▶ [What you need to do] Carry on the forum post about the RAID-Z space overhead from the point where it stops.

▶ [Reading text]
---------------

How do you deal with the RAID-Z tax?

Status
Not open for further replies.

praecorloth

Contributor
Joined
Jun 2, 2011
Messages
159
Hey folks,

I'm going to run over a quick story about our issue with the RAID-Z tax and how we happened upon it. I don't actually need help with the issue, but what I'm curious about is how I can have been dealing with ZFS for almost a decade now, and never have run across this. I'm wondering if people just don't use RAID-Z for deployments anymore. Does everyone just use mirrors these days?

If you don't know what the RAID-Z tax is, read the story below. If you know what the RAID-Z tax is, I'm curious to know how you're dealing with it. Did you opt to go with mirrors? Are you just eating the additional storage cost? Are you just able to find a reliable source of 512 byte block hard drives?

###Story time!###

We're having an issue with out setup. We run VMs in Zvols on ZFS on Linux. We then replicate them over to a FreeNAS box for backup. Since the FreeNAS box isn't all about performance, it's rocking an 8 disk RAID-Z2. The problem we're running into is that the space used on FreeNAS is more than twice that on the Linux hypervisor. So, I did I little digging and found this gem.

https://serverfault.com/questions/512018/strange-zfs-disk-space-usage-report-for-a-zvol

Apparently there is some kind of tax associated with RAID-Z, which gets worse as you add disks, and depending upon whether you have standard format (512 block size) or advanced format (4096 block size) drives.

###End Story Time!###

So Dan, the person who wrote that wonderful answer on Server Fault, suggests the following:

1. Don't use 4k drives
2. Use zvols with the volblocksize >=32k
3. Prefer stripes of mirrors over RAID-Z

Personally, I'm not aware of a way to reliably purchase 512 byte drives, so option 1 is out for me. Also, as I understand it, we will eventually be rid of 512 byte drives.

Option 2 is definitely worth investigating.

Option 3 doesn't buy us a whole lot. We're using an 8 disk RAID-Z2, which puts us losing just over half the space due to the tax. If we went with a pool of mirrors, we'd still be looking at losing about half the space to the mirror, and we'd be losing redundancy.

---------------

▶ [Excerpted records]
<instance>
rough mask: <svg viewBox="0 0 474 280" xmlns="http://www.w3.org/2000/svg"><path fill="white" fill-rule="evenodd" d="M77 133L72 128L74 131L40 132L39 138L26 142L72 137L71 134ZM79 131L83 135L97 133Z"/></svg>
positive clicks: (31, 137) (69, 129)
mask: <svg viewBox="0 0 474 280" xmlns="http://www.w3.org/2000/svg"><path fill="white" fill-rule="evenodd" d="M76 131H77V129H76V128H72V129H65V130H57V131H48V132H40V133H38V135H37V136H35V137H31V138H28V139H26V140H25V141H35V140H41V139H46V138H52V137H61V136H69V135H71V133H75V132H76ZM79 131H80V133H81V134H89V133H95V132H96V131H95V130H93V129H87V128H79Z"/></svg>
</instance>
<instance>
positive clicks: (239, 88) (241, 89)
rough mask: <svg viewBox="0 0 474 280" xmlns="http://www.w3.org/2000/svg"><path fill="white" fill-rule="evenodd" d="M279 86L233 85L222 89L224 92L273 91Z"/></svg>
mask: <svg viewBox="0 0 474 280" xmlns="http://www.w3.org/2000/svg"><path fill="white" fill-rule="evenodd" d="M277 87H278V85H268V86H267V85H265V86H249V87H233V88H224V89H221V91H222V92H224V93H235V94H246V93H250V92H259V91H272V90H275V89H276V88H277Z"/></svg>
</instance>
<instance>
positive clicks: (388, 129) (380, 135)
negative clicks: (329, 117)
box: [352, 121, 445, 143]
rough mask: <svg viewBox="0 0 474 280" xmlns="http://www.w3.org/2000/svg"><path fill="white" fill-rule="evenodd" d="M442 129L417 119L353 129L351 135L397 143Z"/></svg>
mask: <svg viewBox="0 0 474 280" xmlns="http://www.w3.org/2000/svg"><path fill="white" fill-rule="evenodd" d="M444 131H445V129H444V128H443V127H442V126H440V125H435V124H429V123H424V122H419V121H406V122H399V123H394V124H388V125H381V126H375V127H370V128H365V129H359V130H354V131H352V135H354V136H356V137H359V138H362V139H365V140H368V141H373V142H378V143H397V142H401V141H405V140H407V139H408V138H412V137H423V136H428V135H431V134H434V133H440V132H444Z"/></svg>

---------------

▶ [Result for this task]
So yeah, that's the long long version of me just trying to figure out how people around here are dealing with this RAID-Z tax.
 

kdragon75

Wizard
Joined
Aug 7, 2016
Messages
2,457
Yeah. #3 is the only option if your running vmware, you are limited to 512k sectors (may have changed with 6.4). You mentioned running your hypervisor on linux, what is it? Just curious.
 

Ericloewe

Server Wrangler
Moderator
Joined
Feb 15, 2014
Messages
20,194
This is silly alarmism.

RAIDZ requires padding in some cases. Unless you're dealing with a pathological workload, it's not particularly significant. If you have a very well-defined workload with a static block size and don't use compression for some mysterious reason, size your vdevs to avoid the padding.

We're using an 8 disk RAID-Z2, which puts us losing just over half the space due to the tax.
What? Have you actually tried it? 50% of storage lost to overhead is beyond insane and really demands more proof than some random numbers on stack overflow.
 

praecorloth

Contributor
Joined
Jun 2, 2011
Messages
159
kdragon. I'm using Proxmox as the hypervisor. Running ZFS on Linux so I can just replicate snapshots over the interwebs.

Eric. Stand by for more proof. If this were just a random answer I stumbled across in Stack, I wouldn't make a whole new post. I'm seeing this problem reliably across multiple systems, and the numbers I'm seeing line up pretty well with the numbers in that Stack answer. I'll get you some numbers as soon as I can. Might be tomorrow though.

How do you size your vdevs to avoid padding, though? I thought FreeNAS did this automatically, and that's part of why there are additional partitions when a disk becomes a member of a vdev.
 

Ericloewe

Server Wrangler
Moderator
Joined
Feb 15, 2014
Messages
20,194
I thought FreeNAS did this automatically, and that's part of why there are additional partitions when a disk becomes a member of a vdev.
It's not something you automate, it's a function of the vdev itself. For typical power of two block sizes, you want vdevs that are 2^n+p wide, where n is an integer and p is the parity level.
 

praecorloth

Contributor
Joined
Jun 2, 2011
Messages
159
Do you have a link for further reading on that? The only thing I've read on avoiding padding has been in regards to how each individual disk is partitioned. I'd like to read more on this to find out if it's something that we're running into. I think I understand what you're talking about, but I want to be sure.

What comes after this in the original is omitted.